Each line of the entries that contains the word "tower" adds one. Reply with the resulting number only.

*DATA TO EXAMINE*
────────
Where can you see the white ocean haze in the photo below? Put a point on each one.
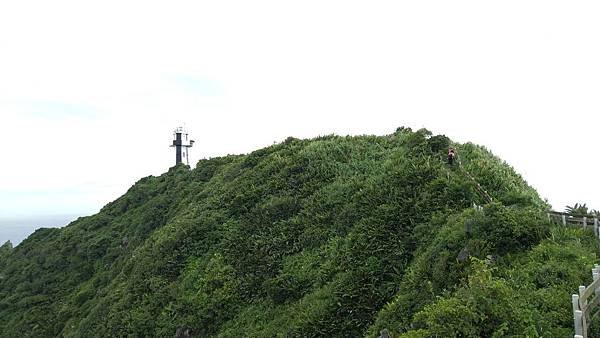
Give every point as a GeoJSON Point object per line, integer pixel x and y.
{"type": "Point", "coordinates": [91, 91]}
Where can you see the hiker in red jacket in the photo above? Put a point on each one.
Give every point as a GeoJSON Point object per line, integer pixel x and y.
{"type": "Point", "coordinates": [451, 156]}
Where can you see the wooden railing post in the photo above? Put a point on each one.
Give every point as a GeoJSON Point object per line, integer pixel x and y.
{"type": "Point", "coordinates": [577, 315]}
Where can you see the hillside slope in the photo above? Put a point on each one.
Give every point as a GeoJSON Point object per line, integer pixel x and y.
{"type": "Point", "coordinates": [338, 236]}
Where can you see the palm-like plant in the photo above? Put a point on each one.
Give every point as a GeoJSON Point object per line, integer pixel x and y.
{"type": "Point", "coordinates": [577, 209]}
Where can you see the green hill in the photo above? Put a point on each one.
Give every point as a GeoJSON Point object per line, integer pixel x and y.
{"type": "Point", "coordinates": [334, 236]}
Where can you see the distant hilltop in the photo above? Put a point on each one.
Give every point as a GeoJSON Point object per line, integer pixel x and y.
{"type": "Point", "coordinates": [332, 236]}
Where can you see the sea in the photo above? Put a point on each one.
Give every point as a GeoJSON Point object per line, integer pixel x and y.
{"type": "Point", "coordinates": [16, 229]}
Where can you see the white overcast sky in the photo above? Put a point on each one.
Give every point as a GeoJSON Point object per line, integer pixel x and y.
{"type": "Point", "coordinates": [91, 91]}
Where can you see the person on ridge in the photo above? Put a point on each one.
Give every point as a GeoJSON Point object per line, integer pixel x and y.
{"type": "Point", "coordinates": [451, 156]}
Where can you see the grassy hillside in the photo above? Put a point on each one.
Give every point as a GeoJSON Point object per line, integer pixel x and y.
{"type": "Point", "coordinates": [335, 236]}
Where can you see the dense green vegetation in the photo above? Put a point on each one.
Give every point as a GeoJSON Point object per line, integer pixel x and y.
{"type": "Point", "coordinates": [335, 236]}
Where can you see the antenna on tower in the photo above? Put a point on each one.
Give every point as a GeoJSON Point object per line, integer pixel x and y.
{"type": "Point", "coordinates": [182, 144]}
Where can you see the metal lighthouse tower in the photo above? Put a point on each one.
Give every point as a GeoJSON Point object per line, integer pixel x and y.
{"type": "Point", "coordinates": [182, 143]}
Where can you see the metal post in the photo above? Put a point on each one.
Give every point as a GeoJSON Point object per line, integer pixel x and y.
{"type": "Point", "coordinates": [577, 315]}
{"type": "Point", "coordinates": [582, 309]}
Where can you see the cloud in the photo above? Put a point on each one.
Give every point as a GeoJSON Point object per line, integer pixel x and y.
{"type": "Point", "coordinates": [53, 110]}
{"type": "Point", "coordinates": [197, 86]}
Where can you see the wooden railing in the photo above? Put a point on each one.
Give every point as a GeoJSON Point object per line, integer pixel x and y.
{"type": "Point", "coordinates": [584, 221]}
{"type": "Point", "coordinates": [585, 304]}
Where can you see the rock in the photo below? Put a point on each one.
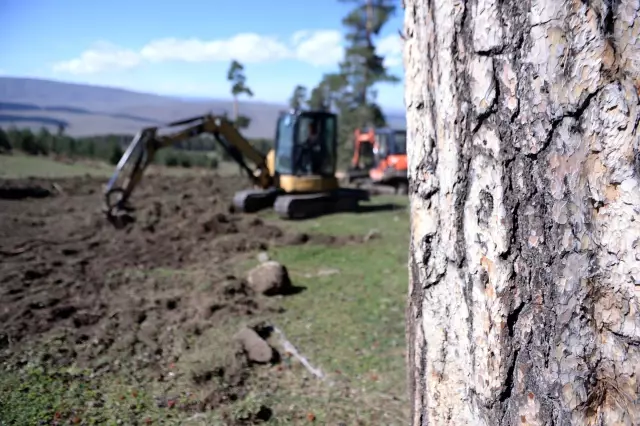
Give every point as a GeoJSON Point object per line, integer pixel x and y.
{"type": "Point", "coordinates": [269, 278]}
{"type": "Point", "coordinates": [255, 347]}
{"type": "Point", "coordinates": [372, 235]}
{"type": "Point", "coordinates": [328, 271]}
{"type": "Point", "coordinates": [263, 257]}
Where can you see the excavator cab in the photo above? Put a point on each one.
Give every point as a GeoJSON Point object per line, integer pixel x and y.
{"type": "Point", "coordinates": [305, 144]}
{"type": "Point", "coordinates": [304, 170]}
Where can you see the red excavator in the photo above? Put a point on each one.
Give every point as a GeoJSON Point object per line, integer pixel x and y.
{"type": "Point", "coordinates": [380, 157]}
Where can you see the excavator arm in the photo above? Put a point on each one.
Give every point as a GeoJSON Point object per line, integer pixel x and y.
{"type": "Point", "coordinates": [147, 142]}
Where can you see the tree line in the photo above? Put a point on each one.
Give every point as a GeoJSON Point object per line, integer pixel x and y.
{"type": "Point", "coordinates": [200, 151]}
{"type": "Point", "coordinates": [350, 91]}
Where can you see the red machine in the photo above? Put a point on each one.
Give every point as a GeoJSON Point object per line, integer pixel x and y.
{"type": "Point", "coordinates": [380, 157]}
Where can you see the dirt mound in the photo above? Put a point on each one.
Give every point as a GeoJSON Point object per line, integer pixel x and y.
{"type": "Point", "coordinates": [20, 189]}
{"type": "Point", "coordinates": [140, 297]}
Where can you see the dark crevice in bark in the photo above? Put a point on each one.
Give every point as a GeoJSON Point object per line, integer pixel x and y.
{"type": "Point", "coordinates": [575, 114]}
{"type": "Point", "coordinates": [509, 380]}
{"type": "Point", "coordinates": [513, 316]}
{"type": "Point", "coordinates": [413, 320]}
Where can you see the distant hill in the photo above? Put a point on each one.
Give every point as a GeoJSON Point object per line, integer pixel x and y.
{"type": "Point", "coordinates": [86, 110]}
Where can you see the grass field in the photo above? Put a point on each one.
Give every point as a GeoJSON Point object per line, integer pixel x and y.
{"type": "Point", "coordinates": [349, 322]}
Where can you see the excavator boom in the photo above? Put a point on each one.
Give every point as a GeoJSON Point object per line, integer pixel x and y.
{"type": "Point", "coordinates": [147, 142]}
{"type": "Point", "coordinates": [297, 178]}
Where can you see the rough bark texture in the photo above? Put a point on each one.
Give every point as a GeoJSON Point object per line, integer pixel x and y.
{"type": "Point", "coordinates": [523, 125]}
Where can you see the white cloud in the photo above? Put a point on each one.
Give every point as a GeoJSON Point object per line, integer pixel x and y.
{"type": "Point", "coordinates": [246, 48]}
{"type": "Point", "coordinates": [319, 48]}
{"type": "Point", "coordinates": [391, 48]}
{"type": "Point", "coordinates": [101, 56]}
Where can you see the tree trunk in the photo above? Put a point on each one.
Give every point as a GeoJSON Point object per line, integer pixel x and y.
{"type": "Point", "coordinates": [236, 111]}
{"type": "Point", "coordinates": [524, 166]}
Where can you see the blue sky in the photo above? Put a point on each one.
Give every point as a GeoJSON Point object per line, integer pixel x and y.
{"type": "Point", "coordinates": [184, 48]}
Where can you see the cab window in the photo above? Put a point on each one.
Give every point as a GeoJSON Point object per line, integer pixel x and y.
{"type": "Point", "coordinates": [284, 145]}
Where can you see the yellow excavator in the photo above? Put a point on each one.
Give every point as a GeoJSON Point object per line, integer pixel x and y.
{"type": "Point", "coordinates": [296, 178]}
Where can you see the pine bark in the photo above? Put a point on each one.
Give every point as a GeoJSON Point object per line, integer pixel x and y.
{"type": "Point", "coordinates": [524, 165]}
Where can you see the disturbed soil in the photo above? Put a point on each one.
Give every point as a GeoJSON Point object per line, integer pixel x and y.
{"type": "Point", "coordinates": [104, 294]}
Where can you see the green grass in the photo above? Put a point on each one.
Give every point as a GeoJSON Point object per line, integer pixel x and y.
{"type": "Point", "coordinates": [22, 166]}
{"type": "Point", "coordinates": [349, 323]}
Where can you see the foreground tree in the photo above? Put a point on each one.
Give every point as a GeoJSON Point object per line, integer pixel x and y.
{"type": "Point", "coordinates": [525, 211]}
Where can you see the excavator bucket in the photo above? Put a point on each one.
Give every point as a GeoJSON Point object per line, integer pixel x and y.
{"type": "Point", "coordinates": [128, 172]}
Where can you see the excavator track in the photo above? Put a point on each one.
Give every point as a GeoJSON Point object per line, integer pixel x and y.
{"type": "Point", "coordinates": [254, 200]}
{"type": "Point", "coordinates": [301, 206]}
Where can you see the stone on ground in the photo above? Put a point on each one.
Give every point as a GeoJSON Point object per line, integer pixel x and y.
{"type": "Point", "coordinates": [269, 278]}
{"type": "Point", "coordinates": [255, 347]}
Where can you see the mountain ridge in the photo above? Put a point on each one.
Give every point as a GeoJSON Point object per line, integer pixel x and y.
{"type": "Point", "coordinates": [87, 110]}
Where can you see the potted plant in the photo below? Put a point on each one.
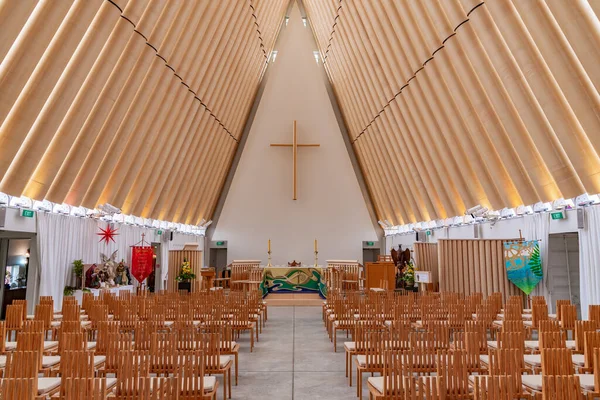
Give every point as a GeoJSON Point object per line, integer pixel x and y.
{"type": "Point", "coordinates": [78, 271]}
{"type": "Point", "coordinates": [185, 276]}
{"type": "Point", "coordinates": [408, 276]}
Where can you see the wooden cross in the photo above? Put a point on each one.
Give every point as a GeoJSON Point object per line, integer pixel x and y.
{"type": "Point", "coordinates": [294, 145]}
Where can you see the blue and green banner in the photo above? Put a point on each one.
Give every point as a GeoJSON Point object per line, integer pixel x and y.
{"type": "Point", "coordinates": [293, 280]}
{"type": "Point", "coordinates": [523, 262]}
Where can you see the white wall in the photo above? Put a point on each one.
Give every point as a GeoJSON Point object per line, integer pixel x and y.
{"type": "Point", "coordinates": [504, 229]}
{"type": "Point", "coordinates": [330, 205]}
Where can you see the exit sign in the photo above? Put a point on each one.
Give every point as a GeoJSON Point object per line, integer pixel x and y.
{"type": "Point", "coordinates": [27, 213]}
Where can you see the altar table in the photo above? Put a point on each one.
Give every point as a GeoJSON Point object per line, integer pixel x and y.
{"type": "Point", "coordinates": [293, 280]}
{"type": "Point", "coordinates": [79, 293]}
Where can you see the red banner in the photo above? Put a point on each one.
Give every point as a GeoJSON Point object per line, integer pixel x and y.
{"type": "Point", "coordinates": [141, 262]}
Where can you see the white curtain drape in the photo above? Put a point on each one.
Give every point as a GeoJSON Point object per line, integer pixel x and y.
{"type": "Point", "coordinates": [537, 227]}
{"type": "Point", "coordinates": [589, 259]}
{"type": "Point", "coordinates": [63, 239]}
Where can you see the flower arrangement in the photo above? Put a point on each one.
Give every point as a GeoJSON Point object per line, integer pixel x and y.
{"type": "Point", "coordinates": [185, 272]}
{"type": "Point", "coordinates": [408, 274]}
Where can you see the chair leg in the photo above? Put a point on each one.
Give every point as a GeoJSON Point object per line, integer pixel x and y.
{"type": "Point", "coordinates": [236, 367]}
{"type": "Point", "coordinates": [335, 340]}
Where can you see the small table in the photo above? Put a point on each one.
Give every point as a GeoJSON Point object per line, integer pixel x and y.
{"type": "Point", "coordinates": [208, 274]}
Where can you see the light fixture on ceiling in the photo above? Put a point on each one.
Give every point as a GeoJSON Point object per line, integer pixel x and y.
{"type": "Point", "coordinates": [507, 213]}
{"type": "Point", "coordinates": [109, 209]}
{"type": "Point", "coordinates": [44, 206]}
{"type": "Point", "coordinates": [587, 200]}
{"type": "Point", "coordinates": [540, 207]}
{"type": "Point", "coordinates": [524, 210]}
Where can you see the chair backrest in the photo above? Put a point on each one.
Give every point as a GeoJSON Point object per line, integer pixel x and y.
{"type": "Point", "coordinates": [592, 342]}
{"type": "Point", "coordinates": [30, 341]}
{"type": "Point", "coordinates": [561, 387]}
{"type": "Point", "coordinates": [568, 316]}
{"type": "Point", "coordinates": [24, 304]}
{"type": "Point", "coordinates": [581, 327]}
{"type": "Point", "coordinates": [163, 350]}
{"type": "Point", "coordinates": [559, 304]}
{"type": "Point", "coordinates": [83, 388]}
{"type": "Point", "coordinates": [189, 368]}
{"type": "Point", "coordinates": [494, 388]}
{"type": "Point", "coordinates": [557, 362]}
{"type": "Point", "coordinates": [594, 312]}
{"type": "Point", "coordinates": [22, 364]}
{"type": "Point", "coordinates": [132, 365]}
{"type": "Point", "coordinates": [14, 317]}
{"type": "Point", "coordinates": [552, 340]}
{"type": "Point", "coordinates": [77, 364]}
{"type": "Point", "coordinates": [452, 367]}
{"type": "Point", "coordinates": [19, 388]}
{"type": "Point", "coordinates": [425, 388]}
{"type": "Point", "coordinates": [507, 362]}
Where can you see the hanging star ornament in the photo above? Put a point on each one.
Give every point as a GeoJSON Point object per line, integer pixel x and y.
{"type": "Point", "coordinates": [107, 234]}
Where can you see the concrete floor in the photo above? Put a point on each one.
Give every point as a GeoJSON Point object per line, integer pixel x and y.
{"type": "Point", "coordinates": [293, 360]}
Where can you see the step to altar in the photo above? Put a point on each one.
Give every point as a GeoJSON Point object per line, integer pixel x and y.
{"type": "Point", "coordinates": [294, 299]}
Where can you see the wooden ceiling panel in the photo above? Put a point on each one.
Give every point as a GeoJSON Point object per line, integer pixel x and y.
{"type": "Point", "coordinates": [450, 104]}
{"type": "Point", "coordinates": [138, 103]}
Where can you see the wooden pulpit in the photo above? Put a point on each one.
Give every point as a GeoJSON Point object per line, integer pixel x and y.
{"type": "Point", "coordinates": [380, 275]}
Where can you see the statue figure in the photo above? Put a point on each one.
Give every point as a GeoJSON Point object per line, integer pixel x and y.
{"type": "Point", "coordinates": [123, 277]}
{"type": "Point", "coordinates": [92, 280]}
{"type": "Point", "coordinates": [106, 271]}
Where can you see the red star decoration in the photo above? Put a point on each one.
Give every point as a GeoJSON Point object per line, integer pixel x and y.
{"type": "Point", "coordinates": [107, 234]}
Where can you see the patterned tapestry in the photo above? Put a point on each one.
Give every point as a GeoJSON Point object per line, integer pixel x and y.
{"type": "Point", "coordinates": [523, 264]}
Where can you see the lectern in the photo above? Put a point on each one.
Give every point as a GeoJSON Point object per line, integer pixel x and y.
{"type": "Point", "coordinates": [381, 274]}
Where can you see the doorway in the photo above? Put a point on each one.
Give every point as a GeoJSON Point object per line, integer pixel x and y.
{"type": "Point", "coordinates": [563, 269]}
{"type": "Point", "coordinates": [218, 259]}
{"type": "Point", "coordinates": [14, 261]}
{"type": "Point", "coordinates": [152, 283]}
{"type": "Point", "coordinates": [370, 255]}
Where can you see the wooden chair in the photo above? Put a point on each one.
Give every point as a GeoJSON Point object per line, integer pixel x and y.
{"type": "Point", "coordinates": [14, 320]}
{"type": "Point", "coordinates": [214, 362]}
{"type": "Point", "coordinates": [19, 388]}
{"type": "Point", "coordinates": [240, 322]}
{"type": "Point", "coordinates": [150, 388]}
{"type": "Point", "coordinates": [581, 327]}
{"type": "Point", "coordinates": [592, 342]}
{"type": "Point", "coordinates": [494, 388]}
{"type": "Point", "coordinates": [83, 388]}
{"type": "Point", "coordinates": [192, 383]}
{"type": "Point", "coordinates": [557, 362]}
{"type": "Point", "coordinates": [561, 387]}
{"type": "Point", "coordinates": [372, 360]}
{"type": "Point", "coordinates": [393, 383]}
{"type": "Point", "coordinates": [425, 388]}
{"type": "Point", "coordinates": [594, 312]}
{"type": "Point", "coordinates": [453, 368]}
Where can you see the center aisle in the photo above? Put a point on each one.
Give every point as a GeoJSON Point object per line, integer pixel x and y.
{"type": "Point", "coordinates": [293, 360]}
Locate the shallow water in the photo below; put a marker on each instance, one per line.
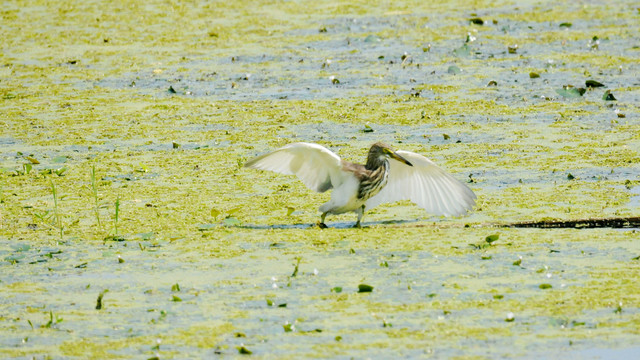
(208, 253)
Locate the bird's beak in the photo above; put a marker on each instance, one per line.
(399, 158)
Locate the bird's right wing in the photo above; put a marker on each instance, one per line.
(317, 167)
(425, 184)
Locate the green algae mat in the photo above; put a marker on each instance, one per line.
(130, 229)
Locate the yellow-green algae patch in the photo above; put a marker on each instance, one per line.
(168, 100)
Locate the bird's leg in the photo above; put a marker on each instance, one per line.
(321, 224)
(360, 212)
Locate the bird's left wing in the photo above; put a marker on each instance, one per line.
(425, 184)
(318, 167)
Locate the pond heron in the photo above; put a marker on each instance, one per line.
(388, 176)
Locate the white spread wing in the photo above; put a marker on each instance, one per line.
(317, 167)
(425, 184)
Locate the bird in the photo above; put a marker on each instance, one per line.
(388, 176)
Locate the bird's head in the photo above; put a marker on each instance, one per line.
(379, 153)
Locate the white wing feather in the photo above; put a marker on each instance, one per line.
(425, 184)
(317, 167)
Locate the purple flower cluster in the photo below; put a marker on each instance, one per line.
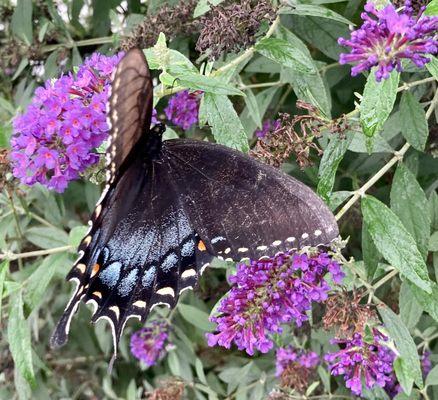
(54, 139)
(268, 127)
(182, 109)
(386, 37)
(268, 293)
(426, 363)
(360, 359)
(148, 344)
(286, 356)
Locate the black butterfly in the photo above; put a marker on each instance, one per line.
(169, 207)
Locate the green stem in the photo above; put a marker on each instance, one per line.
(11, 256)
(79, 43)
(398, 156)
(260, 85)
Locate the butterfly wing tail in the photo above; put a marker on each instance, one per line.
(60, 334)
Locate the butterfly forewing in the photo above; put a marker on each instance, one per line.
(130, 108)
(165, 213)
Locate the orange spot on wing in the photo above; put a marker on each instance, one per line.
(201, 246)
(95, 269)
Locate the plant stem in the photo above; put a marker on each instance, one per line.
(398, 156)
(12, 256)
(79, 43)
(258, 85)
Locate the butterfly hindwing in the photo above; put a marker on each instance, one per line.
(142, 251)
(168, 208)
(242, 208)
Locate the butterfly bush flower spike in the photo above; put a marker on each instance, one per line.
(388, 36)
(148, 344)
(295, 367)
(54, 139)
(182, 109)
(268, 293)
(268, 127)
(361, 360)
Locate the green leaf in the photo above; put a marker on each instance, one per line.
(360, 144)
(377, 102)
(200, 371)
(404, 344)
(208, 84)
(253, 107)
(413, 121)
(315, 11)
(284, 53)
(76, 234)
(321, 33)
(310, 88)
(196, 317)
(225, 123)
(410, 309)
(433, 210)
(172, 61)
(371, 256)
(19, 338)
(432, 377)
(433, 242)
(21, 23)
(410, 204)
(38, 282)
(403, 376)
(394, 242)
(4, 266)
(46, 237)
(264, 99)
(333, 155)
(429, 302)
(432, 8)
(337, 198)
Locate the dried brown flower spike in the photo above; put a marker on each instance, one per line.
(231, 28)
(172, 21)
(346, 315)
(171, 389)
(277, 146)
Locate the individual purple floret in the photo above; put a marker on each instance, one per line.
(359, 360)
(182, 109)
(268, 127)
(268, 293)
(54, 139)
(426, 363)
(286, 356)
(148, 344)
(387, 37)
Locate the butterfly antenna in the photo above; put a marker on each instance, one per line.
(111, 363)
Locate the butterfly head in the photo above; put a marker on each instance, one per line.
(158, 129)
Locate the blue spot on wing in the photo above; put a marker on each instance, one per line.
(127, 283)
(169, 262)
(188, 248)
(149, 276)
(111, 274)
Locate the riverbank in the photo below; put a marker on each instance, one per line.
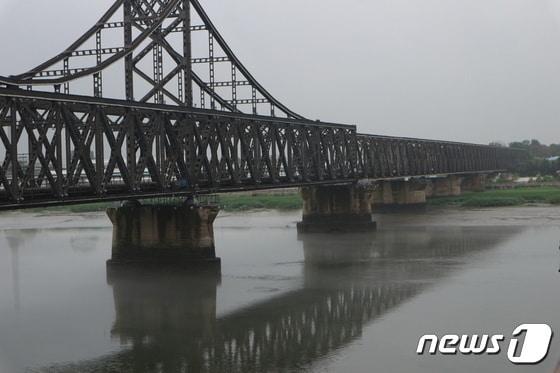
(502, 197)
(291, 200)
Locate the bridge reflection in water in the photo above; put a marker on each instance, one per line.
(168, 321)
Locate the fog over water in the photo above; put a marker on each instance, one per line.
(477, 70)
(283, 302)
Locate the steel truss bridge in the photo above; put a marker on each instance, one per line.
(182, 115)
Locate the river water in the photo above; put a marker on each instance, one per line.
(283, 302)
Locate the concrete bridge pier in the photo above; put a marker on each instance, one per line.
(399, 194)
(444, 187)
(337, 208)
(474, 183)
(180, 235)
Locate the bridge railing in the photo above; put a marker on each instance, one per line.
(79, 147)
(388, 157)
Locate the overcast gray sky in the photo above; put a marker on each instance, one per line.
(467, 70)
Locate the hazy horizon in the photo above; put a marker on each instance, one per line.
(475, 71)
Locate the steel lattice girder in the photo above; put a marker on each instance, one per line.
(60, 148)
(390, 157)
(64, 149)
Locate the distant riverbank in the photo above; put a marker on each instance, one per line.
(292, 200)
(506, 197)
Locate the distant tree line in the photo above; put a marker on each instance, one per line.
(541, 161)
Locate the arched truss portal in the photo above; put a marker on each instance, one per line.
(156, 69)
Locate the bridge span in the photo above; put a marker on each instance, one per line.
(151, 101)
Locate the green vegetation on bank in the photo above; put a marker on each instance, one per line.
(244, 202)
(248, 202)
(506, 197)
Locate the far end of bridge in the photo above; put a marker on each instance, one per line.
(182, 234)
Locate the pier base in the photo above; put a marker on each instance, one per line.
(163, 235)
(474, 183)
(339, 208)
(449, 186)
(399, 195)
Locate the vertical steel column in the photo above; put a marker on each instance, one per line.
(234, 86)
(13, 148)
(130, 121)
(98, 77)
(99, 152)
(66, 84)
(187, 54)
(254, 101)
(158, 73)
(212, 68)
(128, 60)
────────
*SOLVED PROBLEM*
2